RECORDS SUPPLIED:
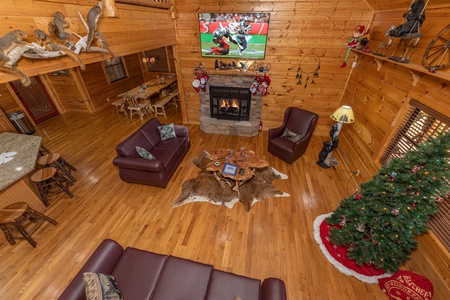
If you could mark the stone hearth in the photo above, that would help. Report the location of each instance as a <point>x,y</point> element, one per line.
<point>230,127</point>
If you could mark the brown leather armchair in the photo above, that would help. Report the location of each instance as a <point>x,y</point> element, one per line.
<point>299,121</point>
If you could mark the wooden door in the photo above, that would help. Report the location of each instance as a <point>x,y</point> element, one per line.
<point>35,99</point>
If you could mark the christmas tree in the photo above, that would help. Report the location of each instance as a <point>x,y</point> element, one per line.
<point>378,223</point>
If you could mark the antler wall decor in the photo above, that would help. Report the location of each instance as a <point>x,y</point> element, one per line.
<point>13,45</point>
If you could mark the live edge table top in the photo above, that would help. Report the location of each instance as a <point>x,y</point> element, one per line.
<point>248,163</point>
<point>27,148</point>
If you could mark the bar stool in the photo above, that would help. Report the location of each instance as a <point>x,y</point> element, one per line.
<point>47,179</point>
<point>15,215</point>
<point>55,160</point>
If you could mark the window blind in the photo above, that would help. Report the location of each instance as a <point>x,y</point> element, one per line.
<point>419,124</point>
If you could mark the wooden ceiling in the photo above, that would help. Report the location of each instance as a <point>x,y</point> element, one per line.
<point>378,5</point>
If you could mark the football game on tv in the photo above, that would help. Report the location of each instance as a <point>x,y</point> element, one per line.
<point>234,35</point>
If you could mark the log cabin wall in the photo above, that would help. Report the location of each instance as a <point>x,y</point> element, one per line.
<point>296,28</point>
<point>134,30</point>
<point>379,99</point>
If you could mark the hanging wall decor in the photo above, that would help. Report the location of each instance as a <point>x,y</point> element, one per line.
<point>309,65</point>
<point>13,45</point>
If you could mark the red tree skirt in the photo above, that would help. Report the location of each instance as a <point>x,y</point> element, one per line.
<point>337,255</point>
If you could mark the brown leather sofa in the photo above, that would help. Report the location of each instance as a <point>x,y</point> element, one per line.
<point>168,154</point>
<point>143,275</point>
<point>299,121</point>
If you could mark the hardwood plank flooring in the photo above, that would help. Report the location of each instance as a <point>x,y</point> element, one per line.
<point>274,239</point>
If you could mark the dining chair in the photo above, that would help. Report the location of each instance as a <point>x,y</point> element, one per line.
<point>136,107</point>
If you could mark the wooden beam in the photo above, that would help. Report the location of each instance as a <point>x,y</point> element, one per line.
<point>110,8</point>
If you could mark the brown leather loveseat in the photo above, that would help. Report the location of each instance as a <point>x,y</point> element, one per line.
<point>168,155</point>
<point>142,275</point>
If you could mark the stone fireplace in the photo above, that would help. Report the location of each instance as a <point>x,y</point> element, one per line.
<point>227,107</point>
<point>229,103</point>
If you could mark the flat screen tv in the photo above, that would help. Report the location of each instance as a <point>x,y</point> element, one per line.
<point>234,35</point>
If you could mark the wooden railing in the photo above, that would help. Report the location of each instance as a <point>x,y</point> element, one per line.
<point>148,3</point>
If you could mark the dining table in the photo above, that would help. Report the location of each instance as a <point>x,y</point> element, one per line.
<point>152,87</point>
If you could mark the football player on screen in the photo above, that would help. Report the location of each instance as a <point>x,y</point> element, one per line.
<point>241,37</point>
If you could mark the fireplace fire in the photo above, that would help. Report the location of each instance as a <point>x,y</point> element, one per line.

...

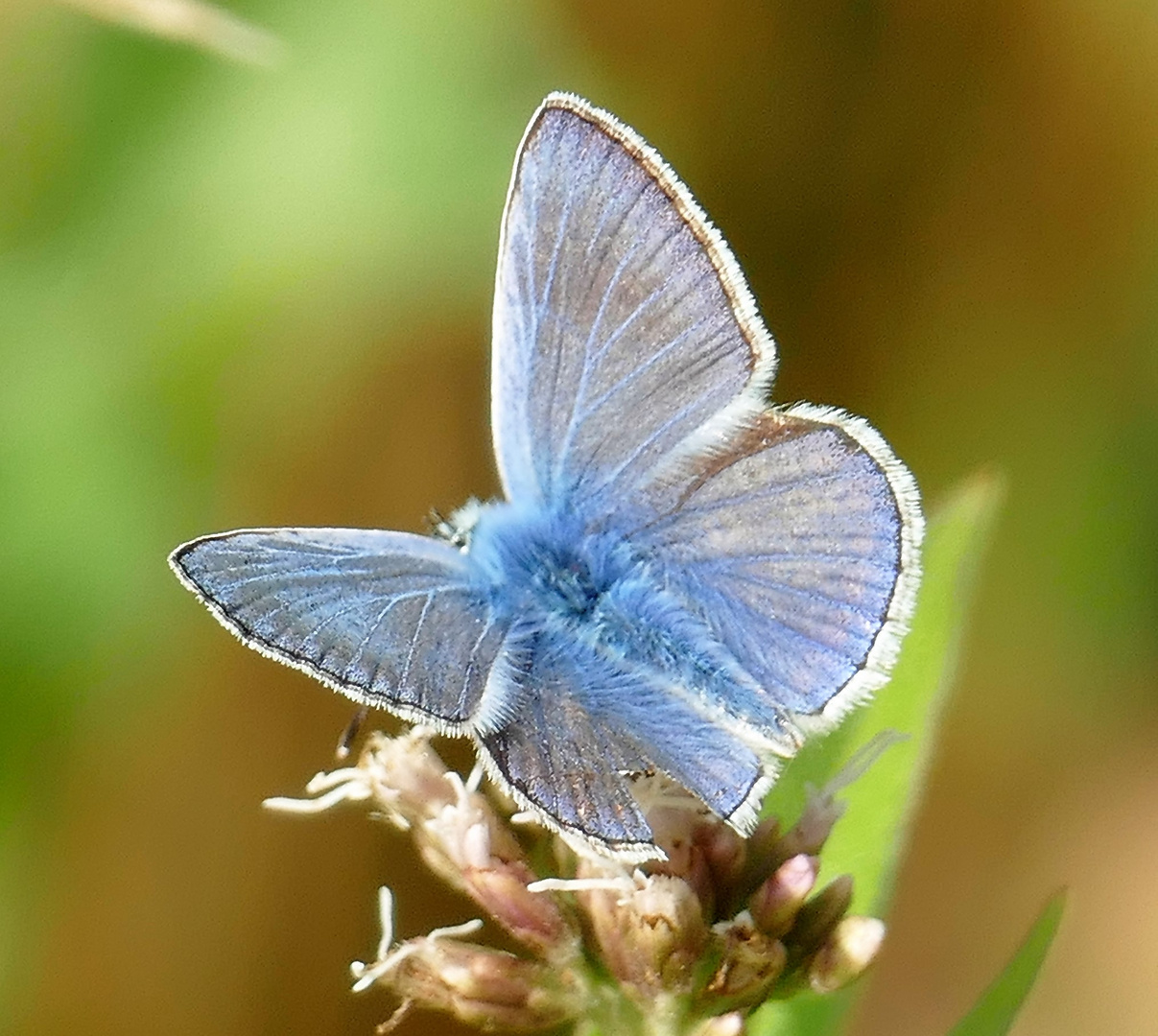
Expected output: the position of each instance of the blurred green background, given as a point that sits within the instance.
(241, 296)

WHAT IS NEEDED:
Print, from the entries above, the line with "If you could mark the stone fireplace", the line with "If you could mark the fireplace" and all lines between them, exactly and with nothing else.

EXERCISE ANSWER:
If you could mark the stone fireplace in the photo above, that would help. Report the location of each instance as a <point>x,y</point> element, one per line.
<point>227,107</point>
<point>229,103</point>
If you could mark the flat screen tv in the photo above, that would help. Report the location of each instance as a <point>x,y</point> element, one per line.
<point>234,35</point>
If you could mark the wooden railing in the photo above, that would help. Report the location of each instance as a <point>x,y</point> element, one per line.
<point>148,3</point>
If you could mark the dining table in the photo above, that would help. Report the location of each instance as a <point>x,y</point> element, one per line.
<point>152,87</point>
If you could mark the football player on screen in the photo above, that would help. Report the location of each instance as a <point>x,y</point> element, one per line.
<point>241,37</point>
If you could mark the fireplace fire in the photo above, that would help. Report the location of each instance as a <point>x,y</point> element, one per line.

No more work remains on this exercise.